İş kazası nedir?
İş kazası, işyerinde veya işin yürütümü nedeniyle meydana gelen, ölüme sebebiyet veren veya
vücut bütünlüğünü ruhen ya da bedenen engelli hâle getiren olaydır. Bu tanımın yanı sıra
WHO, ILO gibi kuruluşların da çeşitli iş kazası tanımları bulunmaktadır. Birden fazla tanımı
olan iş kazasının hukuki açıdan önem arz eden tanımı ise 5510 Sosyal Sigortalar ve Genel
Sağlık Sigortası Kanunun 13. Maddesinde yer almaktadır. Bu maddeye göre iş kazası,
a) Sigortalının işyerinde bulunduğu sırada,
b) (Değişik: 17/4/2008-5754/8 md.) İşveren tarafından yürütülmekte olan iş nedeniyle
sigortalı kendi adına ve hesabına bağımsız çalışıyorsa yürütmekte olduğu iş nedeniyle,
c) Bir işverene bağlı olarak çalışan sigortalının, görevli olarak işyeri dışında başka bir yere
gönderilmesi nedeniyle asıl işini yapmaksızın geçen zamanlarda,
d) (Değişik: 17/4/2008-5754/8 md.) Bu Kanunun 4 üncü maddesinin birinci fıkrasının (a)

+ + + +

Görev a: İş kazası metninde "İş kazası, işyerinde" ifadesinden başlayıp "birinci fıkrasının (a)" ifadesine kadar uzanan her şeyi, iki ucu da dahil ederek harfi harfine yazın.

+ + + +

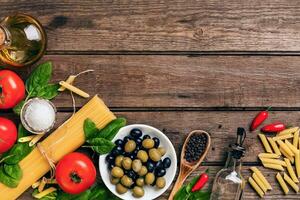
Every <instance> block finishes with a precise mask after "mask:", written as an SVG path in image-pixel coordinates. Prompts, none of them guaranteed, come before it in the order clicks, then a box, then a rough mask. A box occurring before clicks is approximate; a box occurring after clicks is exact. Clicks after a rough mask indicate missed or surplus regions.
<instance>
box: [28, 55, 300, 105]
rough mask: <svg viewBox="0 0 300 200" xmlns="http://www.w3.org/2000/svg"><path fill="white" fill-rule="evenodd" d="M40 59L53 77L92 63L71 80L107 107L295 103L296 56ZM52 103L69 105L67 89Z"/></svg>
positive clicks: (51, 57)
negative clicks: (49, 61) (52, 64)
mask: <svg viewBox="0 0 300 200" xmlns="http://www.w3.org/2000/svg"><path fill="white" fill-rule="evenodd" d="M43 60H51V61H53V64H54V75H53V77H54V79H53V80H54V81H56V82H58V81H60V80H62V79H66V78H67V77H68V76H69V75H70V74H74V73H78V72H80V71H83V70H86V69H94V70H95V72H94V73H90V74H89V75H82V77H79V78H78V79H77V80H76V83H75V85H76V86H78V87H80V88H81V89H83V90H85V91H87V92H88V93H90V95H93V94H95V93H98V94H99V95H100V96H101V97H102V98H103V99H104V101H105V102H106V103H107V104H108V105H109V106H110V107H134V108H135V107H172V108H173V107H204V108H206V107H260V106H263V107H268V106H273V107H276V106H278V107H300V101H299V99H300V87H299V79H300V71H299V64H300V57H293V56H282V57H268V56H267V57H264V56H254V57H253V56H250V57H248V56H202V57H188V56H144V55H140V56H134V55H132V56H119V55H114V56H111V55H107V56H88V55H82V56H71V55H70V56H67V55H63V56H45V57H44V58H43ZM29 71H30V68H27V73H28V72H29ZM27 73H25V74H24V73H22V75H23V77H26V74H27ZM76 102H77V104H76V105H77V106H82V105H83V104H84V103H85V102H86V100H85V99H82V98H80V97H76ZM55 103H56V105H57V106H58V107H71V97H70V95H69V93H68V92H64V93H63V94H62V95H60V96H59V97H58V98H57V100H55Z"/></svg>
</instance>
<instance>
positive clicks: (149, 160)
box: [147, 160, 155, 172]
mask: <svg viewBox="0 0 300 200" xmlns="http://www.w3.org/2000/svg"><path fill="white" fill-rule="evenodd" d="M147 169H148V172H153V171H154V169H155V164H154V163H153V162H152V161H150V160H149V161H148V162H147Z"/></svg>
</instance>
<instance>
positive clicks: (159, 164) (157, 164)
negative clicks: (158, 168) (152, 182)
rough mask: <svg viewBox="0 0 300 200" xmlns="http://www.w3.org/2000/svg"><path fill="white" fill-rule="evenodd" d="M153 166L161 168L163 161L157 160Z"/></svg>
mask: <svg viewBox="0 0 300 200" xmlns="http://www.w3.org/2000/svg"><path fill="white" fill-rule="evenodd" d="M155 167H156V168H162V167H164V165H163V161H162V160H160V161H158V162H157V163H156V165H155Z"/></svg>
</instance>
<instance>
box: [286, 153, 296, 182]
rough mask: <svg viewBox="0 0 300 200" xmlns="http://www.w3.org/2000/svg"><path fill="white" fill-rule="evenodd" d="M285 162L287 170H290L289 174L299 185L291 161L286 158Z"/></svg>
mask: <svg viewBox="0 0 300 200" xmlns="http://www.w3.org/2000/svg"><path fill="white" fill-rule="evenodd" d="M284 161H285V162H286V165H287V170H288V172H289V174H290V176H291V178H292V179H293V181H294V182H295V183H299V180H298V178H297V176H296V174H295V171H294V169H293V167H292V165H291V162H290V160H289V159H287V158H285V159H284Z"/></svg>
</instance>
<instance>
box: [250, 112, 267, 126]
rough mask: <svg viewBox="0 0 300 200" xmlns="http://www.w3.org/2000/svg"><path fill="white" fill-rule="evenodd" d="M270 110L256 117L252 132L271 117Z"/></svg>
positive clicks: (253, 120)
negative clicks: (264, 121)
mask: <svg viewBox="0 0 300 200" xmlns="http://www.w3.org/2000/svg"><path fill="white" fill-rule="evenodd" d="M269 109H270V108H268V109H267V110H264V111H261V112H259V113H258V114H257V115H256V117H255V118H254V119H253V121H252V124H251V127H250V131H254V130H255V129H256V128H257V127H258V126H259V125H261V124H262V123H263V122H264V121H265V120H266V119H267V118H268V116H269V113H268V111H269Z"/></svg>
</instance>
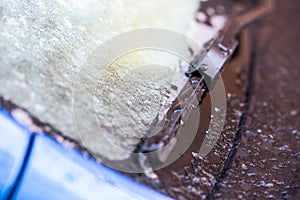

+ + + +

Görev b: Kayıtların başından "positive clicks: (51, 57)" ifadesinin geçtiği satıra kadar, o satır da dahil olmak üzere her şeyi hiçbir değişiklik yapmadan geri verin. Resimleri yanıta katmayın.

Yanıt a:
İş kazası, işyerinde veya işin yürütümü nedeniyle meydana gelen, ölüme sebebiyet veren veya
vücut bütünlüğünü ruhen ya da bedenen engelli hâle getiren olaydır. Bu tanımın yanı sıra
WHO, ILO gibi kuruluşların da çeşitli iş kazası tanımları bulunmaktadır. Birden fazla tanımı
olan iş kazasının hukuki açıdan önem arz eden tanımı ise 5510 Sosyal Sigortalar ve Genel
Sağlık Sigortası Kanunun 13. Maddesinde yer almaktadır. Bu maddeye göre iş kazası,
a) Sigortalının işyerinde bulunduğu sırada,
b) (Değişik: 17/4/2008-5754/8 md.) İşveren tarafından yürütülmekte olan iş nedeniyle
sigortalı kendi adına ve hesabına bağımsız çalışıyorsa yürütmekte olduğu iş nedeniyle,
c) Bir işverene bağlı olarak çalışan sigortalının, görevli olarak işyeri dışında başka bir yere
gönderilmesi nedeniyle asıl işini yapmaksızın geçen zamanlarda,
d) (Değişik: 17/4/2008-5754/8 md.) Bu Kanunun 4 üncü maddesinin birinci fıkrasının (a)

Yanıt b:
Every <instance> block finishes with a precise mask after "mask:", written as an SVG path in image-pixel coordinates. Prompts, none of them guaranteed, come before it in the order clicks, then a box, then a rough mask. A box occurring before clicks is approximate; a box occurring after clicks is exact. Clicks after a rough mask indicate missed or surplus regions.
<instance>
box: [28, 55, 300, 105]
rough mask: <svg viewBox="0 0 300 200" xmlns="http://www.w3.org/2000/svg"><path fill="white" fill-rule="evenodd" d="M40 59L53 77L92 63L71 80L107 107L295 103L296 56ZM52 103L69 105L67 89Z"/></svg>
positive clicks: (51, 57)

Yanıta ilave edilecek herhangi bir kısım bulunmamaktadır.